- **Zestaw zadań**
(1) Odpowiedz krótko na podstawie tekstu o młodych artystach:
(a) W jakim stanie według tytułu wciąż znajdują się młodzi artyści?
(b) Czego krytyk w pewnych momentach nie jest w stanie przekroczyć?
(c) Czym mogą skutkować napady melancholii, których nie da się ujarzmić?
(2) Kontynuuj tekst o młodych artystach od zdania następującego po ostatnim zamieszczonym.

- **Tekst źródłowy**
^^^^^^^^
Młodzi artyści: ciągle w paraliżu
Bywają takie momenty w życiu krytyka, kiedy z całą wyrazistością zdaje on sobie sprawę, że pewnych swoich upodobań nie uda mu się przekroczyć. Niby wie, że powinien trzymać się ziemi i nazywać rzeczy po imieniu, czasem nawet udaje mu się zagłuszyć własne pragnienia i trzymać się dobrej ścieżki racjonalności. W takich wypadkach łatwo jednak o niekontrolowane napady melancholii, które – jeśli faktycznie nie da się ich ujarzmić – mogą skutkować zatoczeniem się do rowu i wpadnięciem w wyjątkowo śmierdzące bagnisko.
^^^^^^^^
- **Zarejestrowane dane**

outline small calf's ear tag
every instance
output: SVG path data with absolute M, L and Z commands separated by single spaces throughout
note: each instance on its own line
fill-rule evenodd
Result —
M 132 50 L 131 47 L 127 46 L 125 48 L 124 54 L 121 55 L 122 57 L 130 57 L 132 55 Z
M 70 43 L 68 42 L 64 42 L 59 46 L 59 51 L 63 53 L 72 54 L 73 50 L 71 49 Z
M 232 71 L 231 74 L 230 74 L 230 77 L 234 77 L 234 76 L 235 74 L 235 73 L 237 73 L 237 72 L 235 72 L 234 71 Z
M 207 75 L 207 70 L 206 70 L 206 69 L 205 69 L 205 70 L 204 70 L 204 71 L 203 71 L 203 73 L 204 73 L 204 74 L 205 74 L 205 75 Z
^^^^^^^^
- **Odpowiedzi do zadań**
(1)
(a) W paraliżu.
(b) Pewnych swoich upodobań.
(c) Zatoczeniem się do rowu i wpadnięciem w wyjątkowo śmierdzące bagnisko.

(2)
Co do mnie, najsilniejszy taki napad miałam jakiś czas temu, podczas lektury Lucky Kunst Gregora Muira. Nie przesadziłabym stwierdzając, że była to pierwsza od dawna książka o sztuce, która prawie doprowadziła mnie do łez. Po jej przeczytaniu pogrążyłam się w bezdennej rozpaczy, wywołanej świadomością, że najprawdopodobniej nigdy nie będzie mi dane przeżyć fejmu tego kalibru. Skandale, sława, hajs, przecięte w pół rekiny, żenujące występy pijanych artystek w TV, mariaż sztuki ze światem muzyki i filmu, celebrytyzm, a wszystko to solidnie zaprawione dawką niezdrowych produktów spożywczych, lądujących zarówno w żołądkach artystycznej ciżby, co i w salach wystawienniczych. Podsumowując, epicka historia, która w polskich realiach nie miała miejsca; nie było, i zresztą nadal nie ma na nią warunków – zarówno ekonomicznych, co i mentalnych (jesteśmy bądź co bądź narodem dosyć sztywnym). I choć znam ją tylko z opowieści książkowych, zaczadziła mnie ona wystarczająco, by od czasu do czasu wikłać się w sytuacje dwuznacznej jakości, z nadzieją że przyniosą mi one więcej niż faktycznie mogą.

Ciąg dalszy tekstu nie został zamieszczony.